▸ WHAT YOU NEED TO DO
What you return should be the lines of the data containing "cluster", each in full.

▸ MATERIAL SHOWN

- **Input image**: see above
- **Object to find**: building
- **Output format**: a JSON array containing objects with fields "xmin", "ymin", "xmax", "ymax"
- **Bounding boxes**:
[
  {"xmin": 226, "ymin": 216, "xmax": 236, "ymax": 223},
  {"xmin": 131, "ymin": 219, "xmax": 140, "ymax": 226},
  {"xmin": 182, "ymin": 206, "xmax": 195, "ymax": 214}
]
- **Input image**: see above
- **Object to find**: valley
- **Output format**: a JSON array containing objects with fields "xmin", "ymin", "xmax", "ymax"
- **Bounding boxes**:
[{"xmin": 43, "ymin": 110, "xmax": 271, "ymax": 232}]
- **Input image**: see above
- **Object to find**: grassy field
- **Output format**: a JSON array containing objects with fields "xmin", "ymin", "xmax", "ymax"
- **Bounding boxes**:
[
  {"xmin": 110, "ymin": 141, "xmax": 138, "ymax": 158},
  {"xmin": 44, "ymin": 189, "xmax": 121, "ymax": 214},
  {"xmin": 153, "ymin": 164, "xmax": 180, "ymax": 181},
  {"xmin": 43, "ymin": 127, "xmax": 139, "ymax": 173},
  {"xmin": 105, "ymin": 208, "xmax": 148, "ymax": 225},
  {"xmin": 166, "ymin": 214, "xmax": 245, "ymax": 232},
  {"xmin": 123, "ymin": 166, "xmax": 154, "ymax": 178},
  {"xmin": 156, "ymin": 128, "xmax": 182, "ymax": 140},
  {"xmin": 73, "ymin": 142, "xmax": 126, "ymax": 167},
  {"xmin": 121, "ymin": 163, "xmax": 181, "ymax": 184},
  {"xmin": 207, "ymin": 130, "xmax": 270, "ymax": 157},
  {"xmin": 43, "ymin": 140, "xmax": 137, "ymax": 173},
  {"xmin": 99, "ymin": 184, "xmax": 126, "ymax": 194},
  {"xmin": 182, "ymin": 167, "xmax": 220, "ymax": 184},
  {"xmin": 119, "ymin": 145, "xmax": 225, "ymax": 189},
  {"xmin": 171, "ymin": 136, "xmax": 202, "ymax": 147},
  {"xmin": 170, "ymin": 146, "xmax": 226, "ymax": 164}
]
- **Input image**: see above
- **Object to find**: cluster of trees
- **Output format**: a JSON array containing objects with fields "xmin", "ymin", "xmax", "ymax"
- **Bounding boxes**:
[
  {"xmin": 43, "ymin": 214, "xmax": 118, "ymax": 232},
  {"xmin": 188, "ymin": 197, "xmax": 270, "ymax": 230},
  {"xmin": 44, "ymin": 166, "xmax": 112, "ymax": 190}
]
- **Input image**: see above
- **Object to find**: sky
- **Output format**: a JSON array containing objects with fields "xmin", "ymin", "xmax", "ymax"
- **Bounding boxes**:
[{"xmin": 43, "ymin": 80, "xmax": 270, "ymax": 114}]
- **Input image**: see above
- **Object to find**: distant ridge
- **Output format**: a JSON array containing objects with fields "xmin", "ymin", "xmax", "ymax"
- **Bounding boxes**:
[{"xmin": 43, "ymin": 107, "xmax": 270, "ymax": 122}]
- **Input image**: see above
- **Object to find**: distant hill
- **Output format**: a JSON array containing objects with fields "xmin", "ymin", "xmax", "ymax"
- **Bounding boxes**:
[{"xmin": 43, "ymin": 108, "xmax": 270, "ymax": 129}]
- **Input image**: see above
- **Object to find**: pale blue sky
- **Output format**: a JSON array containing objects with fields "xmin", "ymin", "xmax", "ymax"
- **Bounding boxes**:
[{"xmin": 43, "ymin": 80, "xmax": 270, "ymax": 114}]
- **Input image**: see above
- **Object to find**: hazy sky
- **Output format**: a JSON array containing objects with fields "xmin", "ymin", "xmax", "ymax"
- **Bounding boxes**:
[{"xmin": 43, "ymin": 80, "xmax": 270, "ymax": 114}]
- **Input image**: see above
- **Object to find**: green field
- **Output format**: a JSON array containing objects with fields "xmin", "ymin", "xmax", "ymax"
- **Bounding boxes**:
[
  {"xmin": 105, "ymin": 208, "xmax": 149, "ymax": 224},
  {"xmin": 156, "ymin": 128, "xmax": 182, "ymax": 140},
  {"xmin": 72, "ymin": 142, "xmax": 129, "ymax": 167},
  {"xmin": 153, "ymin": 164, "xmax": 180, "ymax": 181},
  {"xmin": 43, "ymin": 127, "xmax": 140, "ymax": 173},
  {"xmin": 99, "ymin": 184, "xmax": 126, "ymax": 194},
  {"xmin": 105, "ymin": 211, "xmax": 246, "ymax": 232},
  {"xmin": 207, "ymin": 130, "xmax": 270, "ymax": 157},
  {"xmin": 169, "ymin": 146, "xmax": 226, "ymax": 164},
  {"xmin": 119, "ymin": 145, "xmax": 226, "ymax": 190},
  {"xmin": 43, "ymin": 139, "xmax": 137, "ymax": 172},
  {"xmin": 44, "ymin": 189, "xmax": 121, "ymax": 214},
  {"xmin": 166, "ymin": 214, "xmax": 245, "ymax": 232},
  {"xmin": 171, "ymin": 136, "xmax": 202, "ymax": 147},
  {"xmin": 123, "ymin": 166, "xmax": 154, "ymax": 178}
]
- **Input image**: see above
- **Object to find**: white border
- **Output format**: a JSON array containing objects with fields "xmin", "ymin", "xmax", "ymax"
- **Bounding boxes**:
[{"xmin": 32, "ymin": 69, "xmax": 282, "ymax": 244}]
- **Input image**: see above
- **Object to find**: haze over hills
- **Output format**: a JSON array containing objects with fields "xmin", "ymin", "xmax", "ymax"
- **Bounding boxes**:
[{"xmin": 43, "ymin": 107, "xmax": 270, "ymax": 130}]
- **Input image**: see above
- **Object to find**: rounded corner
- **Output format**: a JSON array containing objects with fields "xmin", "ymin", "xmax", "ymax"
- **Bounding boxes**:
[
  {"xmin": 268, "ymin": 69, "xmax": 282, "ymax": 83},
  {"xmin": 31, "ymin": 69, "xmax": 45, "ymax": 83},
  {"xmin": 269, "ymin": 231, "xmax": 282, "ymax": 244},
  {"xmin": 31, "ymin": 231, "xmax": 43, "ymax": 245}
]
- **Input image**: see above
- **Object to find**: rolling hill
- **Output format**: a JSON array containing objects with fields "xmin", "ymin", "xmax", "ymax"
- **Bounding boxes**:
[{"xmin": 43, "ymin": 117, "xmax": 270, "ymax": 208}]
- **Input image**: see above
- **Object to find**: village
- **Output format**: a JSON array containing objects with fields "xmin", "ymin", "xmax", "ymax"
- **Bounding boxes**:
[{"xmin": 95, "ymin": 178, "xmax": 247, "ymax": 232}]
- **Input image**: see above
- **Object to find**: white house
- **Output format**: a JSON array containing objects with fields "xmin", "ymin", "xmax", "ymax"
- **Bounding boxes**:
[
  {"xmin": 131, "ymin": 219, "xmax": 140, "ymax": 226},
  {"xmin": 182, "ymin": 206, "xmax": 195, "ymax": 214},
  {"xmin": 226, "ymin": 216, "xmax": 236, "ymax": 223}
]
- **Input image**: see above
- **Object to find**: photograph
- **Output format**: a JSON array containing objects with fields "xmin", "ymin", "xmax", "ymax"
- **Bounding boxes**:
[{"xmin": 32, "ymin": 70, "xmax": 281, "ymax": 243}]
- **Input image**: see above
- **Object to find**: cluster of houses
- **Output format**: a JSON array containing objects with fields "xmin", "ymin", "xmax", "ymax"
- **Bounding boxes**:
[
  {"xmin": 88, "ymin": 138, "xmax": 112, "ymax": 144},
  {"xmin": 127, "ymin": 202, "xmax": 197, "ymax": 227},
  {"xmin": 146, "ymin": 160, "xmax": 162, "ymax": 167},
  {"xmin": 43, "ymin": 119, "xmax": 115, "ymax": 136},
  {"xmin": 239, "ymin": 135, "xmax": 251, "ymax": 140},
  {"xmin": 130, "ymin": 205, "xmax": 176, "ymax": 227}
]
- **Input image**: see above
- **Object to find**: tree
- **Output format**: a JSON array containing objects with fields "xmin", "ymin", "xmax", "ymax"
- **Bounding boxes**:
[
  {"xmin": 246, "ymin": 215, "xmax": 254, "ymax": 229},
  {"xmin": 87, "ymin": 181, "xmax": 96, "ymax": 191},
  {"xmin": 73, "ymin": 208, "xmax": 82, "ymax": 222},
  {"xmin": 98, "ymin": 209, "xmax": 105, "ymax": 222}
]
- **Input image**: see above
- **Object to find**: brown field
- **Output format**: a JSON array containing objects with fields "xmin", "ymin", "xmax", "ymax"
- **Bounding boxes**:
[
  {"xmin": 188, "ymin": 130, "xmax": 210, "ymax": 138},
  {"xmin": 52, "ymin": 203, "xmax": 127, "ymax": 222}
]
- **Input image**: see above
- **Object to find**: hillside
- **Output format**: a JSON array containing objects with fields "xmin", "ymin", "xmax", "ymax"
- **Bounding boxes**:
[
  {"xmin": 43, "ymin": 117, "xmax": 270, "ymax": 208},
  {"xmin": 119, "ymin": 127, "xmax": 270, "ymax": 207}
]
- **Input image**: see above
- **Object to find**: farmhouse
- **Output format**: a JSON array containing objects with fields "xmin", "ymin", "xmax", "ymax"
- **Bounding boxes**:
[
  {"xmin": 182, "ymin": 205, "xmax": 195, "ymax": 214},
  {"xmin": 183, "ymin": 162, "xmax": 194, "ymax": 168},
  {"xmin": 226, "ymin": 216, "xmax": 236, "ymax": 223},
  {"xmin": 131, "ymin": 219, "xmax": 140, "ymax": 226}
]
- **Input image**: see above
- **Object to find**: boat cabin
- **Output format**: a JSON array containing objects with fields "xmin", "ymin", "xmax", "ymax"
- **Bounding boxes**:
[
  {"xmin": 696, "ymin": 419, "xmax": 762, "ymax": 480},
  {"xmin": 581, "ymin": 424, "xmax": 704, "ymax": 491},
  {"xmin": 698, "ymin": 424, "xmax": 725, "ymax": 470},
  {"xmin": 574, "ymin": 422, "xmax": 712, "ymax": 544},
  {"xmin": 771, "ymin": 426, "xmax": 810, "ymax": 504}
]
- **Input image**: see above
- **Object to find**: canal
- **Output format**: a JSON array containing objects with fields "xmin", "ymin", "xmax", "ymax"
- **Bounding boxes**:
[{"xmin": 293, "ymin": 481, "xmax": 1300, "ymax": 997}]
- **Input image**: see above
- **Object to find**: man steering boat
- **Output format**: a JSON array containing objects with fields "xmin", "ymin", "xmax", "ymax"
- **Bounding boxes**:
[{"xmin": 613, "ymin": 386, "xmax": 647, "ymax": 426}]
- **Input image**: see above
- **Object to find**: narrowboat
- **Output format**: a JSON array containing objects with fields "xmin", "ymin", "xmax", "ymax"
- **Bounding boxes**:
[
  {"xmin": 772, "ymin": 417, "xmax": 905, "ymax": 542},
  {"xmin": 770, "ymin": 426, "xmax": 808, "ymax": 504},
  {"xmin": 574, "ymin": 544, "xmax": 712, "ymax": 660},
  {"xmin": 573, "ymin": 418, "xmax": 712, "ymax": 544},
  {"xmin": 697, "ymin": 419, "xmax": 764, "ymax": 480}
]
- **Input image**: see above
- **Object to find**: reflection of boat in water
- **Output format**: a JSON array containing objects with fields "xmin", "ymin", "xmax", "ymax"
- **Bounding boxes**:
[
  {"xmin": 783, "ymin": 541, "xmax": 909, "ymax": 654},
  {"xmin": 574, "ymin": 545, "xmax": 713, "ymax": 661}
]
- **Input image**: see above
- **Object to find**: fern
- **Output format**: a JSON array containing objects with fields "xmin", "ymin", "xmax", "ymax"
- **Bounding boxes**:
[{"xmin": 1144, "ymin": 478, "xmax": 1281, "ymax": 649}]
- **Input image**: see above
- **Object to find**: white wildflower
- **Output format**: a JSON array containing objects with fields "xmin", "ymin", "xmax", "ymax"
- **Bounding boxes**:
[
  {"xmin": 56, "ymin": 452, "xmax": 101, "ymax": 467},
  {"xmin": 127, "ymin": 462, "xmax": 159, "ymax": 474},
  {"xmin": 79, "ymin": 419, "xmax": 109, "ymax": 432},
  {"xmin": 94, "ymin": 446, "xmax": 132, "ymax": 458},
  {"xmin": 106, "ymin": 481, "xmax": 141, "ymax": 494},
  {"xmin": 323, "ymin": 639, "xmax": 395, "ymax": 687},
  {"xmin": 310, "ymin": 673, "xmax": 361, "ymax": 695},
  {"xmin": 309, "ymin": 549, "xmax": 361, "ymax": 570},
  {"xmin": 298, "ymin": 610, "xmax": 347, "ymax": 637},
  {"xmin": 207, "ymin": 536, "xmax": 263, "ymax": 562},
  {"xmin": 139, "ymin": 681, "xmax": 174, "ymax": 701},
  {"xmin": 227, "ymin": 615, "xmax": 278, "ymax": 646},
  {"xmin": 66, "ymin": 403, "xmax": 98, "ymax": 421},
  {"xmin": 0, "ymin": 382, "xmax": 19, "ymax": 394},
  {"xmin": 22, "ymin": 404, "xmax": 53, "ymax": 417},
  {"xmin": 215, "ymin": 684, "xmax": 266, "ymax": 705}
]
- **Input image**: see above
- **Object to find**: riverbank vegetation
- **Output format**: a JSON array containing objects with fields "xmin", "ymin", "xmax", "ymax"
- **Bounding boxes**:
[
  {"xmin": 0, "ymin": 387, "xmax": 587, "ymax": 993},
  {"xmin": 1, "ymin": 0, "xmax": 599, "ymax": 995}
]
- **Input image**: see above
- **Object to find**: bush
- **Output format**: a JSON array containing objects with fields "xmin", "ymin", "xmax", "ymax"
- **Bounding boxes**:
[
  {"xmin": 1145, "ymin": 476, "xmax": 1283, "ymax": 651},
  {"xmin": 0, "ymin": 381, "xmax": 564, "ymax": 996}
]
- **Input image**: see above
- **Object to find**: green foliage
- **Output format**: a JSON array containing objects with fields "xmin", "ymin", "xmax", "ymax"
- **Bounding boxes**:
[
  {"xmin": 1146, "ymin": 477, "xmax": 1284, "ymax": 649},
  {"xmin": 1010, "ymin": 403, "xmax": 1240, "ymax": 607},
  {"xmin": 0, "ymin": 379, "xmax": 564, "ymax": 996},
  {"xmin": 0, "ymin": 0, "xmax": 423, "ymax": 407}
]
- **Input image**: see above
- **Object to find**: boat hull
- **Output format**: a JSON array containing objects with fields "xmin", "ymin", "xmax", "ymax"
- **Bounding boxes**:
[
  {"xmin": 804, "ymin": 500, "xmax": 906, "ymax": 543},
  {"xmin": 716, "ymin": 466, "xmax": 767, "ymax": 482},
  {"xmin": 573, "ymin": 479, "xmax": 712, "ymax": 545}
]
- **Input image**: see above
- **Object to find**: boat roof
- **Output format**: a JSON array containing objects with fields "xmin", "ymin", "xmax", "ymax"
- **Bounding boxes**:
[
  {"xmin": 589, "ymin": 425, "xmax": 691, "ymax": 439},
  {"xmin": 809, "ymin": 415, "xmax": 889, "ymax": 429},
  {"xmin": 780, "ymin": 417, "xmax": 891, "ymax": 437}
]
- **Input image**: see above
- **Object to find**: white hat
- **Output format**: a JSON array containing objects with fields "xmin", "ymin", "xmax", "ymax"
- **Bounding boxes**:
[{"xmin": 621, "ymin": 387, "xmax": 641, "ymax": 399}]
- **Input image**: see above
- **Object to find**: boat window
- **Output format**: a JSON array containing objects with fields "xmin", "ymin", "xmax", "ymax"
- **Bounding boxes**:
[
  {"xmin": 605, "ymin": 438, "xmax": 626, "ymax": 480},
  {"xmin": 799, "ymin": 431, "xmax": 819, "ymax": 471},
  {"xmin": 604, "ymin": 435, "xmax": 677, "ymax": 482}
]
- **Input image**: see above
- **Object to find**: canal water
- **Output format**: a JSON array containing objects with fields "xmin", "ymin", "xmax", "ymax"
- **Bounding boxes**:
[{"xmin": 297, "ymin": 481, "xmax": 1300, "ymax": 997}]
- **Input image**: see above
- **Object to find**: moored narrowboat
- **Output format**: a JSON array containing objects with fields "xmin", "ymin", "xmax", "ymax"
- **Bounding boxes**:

▸ THE ANSWER
- **Object to find**: cluster of trees
- **Object to find**: cluster of houses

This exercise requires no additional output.